▶ _What to produce_:
Pull every line holding the word "bottom" from the data below and copy it.

=== Working data ===

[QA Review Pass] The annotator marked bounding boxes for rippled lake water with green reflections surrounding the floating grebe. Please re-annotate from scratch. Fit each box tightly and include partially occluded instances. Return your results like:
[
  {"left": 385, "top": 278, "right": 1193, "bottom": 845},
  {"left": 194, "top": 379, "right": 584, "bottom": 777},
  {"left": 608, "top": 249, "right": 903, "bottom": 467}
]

===

▶ _Task output_:
  {"left": 385, "top": 278, "right": 1193, "bottom": 845},
  {"left": 194, "top": 379, "right": 584, "bottom": 777},
  {"left": 608, "top": 249, "right": 903, "bottom": 467}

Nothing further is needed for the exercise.